_Selected excerpt_.
Motor signs during the first year
Of the included reports, four were large longitudinal cohort studies exploring early neurodevelopment in the general population [38, 46, 48] or in families with lower socioeconomic status [45]. Neurodevelopmental characteristics of children with ADHD symptoms or an ADHD diagnosis were compared to the same characteristics of control children.
A retrospective chart review study of 58 children diagnosed with ADHD at school-age and 58 controls that participated in a population-based developmental program at a ‘Well-Baby’ clinic evaluated longitudinal data from birth, 1-, 3-, 9- and 18-month visits [38]. Higher incidence of emergency caesarian sections, smaller head circumference at 3 months and feeding or sleeping difficulties before 6 months were all identified as early signs significantly correlated with ADHD. However, the only motor-related early sign identified was a delay in gross motor development, as assessed by the Denver Developmental Screening Test (DDST) [54]. A delay in gross motor movements was identified at 9 months of age in 34.5% of the ADHD group compared to 13.8% of the controls. The most reported deviation from typical gross motor development was the refusal to maintain supine position, which led to difficulties in head control, and thus, to general motor development difficulties. The delay was reported to be relatively mild, and attributed to physical characteristics including lax ligaments and hypotonia. Importantly, some children in the ADHD group were early achievers and some were late achievers, with both subgroups reported by the authors as showing “extreme” motor behavior.

_What to work on_. Carry on the excerpt about early motor signs in children later diagnosed with ADHD, picking up after its final sentence. The data that follows has no connection to the excerpt on early motor signs of ADHD.

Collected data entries
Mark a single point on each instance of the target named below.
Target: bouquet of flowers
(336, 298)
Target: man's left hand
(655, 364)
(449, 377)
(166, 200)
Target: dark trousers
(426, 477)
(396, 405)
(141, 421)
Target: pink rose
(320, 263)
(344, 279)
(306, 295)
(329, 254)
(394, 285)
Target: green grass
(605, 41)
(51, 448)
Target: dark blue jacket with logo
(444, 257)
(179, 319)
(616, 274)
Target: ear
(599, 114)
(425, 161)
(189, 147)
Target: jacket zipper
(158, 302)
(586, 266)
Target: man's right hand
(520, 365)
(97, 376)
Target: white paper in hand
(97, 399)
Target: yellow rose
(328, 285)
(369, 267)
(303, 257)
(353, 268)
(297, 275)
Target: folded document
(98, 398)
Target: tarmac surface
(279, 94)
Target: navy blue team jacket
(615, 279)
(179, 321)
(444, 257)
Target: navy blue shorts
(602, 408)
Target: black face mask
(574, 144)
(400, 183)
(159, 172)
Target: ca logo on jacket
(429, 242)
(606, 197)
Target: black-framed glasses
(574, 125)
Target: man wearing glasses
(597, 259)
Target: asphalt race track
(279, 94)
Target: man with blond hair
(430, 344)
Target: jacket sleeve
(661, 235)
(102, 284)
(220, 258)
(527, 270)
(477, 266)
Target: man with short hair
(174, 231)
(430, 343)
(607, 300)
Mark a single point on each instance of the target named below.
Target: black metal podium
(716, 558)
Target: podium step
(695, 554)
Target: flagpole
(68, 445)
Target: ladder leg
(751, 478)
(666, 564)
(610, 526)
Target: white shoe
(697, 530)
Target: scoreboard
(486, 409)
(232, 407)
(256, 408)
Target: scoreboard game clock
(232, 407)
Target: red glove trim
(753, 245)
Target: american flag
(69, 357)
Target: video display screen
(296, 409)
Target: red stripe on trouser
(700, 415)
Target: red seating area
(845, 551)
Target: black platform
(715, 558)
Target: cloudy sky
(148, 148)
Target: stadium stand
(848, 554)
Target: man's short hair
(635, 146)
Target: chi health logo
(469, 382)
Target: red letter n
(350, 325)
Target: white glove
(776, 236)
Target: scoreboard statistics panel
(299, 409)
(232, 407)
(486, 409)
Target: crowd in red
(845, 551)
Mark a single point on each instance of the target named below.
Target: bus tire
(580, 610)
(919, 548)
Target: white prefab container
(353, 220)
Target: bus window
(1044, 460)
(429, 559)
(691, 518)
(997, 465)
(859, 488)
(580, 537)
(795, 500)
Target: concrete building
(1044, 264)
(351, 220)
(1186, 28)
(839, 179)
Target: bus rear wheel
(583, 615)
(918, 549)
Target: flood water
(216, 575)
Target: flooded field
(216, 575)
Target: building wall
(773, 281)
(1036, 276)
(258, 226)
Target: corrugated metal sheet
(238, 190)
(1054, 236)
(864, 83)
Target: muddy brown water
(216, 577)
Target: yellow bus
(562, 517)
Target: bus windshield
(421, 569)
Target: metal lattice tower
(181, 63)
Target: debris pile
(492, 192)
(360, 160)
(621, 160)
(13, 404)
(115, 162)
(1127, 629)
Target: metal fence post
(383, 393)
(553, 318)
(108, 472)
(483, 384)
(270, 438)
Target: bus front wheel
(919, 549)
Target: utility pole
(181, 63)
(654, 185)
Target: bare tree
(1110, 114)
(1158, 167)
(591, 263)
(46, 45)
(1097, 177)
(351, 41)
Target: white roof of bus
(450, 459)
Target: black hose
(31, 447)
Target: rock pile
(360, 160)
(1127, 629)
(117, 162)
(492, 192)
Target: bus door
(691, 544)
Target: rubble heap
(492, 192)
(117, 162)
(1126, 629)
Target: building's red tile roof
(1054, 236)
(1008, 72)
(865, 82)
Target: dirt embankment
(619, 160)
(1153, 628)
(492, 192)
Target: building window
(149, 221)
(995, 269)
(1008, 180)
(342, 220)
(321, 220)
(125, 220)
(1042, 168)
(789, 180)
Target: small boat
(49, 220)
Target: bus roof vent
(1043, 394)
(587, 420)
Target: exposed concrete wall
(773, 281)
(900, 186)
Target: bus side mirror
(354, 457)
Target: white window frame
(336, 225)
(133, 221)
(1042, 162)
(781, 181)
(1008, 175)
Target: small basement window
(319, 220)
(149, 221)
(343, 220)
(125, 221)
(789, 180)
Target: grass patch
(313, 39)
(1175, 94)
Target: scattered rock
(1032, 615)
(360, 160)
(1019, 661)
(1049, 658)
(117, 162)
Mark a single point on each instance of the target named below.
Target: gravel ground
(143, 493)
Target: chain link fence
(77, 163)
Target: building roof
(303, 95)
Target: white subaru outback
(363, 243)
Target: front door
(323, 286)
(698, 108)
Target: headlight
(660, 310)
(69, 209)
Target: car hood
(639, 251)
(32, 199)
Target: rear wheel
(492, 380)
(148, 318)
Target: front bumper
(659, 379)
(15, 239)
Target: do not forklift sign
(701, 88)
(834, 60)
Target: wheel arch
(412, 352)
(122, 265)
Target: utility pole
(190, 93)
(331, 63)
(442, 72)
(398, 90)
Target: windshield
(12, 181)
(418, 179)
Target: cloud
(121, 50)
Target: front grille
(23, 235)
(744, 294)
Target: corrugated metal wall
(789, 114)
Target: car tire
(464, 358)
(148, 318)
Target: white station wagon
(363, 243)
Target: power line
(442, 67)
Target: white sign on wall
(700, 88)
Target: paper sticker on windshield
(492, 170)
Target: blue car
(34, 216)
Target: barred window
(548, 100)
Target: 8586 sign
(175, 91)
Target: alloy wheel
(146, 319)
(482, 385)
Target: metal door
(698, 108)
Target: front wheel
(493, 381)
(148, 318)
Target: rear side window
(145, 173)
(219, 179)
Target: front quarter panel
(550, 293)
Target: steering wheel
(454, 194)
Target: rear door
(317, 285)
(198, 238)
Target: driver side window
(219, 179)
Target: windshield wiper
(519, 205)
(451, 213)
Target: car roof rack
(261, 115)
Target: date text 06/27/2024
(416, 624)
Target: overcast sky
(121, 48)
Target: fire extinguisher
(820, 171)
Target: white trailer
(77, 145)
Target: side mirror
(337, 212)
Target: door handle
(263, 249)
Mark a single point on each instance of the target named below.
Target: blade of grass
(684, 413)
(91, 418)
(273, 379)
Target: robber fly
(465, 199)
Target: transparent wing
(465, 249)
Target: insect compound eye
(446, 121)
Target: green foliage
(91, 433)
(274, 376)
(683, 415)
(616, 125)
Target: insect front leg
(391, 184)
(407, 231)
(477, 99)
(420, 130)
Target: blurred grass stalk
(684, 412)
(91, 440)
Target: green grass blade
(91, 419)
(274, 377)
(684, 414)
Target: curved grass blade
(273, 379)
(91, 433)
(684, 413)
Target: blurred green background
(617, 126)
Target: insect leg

_Response area_.
A prospective study exploring early development in 267 infants from families with lower socioeconomic status [45] also included a smaller retrospective evaluation of 34 hyperactive children and 34 age-matched controls. The presence of hyperactivity was determined at around 6 years of age from subscores of the teacher-administered CBCL [55]. Thirty-eight child behavior variables were obtained during the first 2.5 years of life including neonatal behavioral assessments, mother-administered Carey questionnaire evaluating temperament, activity and attention, and other ratings of activity at 3 and 6 months of age [56]. Children who were hyperactive in kindergarten had been motorically less mature at 7 days old as assessed by the motor maturity Brazelton factor [57]. However, this was the only variable, out of the 38, which differentiated hyperactive children from typical children.
Another large study by Lemcke et al. [48] included 2034 children with a diagnosis of ADHD, who came from a large population-based cohort from the Danish National Birth Cohort (DNBC). As part of the DNBC, 76,286 mothers were interviewed about their child’s development at 6 and 18 months. Children were followed up between 8 and 14 years of age, when they were assessed for the presence of ADHD based on International Classification of Diseases, 10th Revision (ICD-10) criteria. The interview at 6 months of age explored specific aspects of motor development, such as the infant holding their head straight while being picked up, sitting up while on an adult’s lap, rolling over from back to stomach, crawling on the stomach. When comparing the ADHD group with the total study cohort, the only significant finding in the ADHD group was a higher number of infants who could not sit up straight when put on lap at 6 months (p ≤ 0.001).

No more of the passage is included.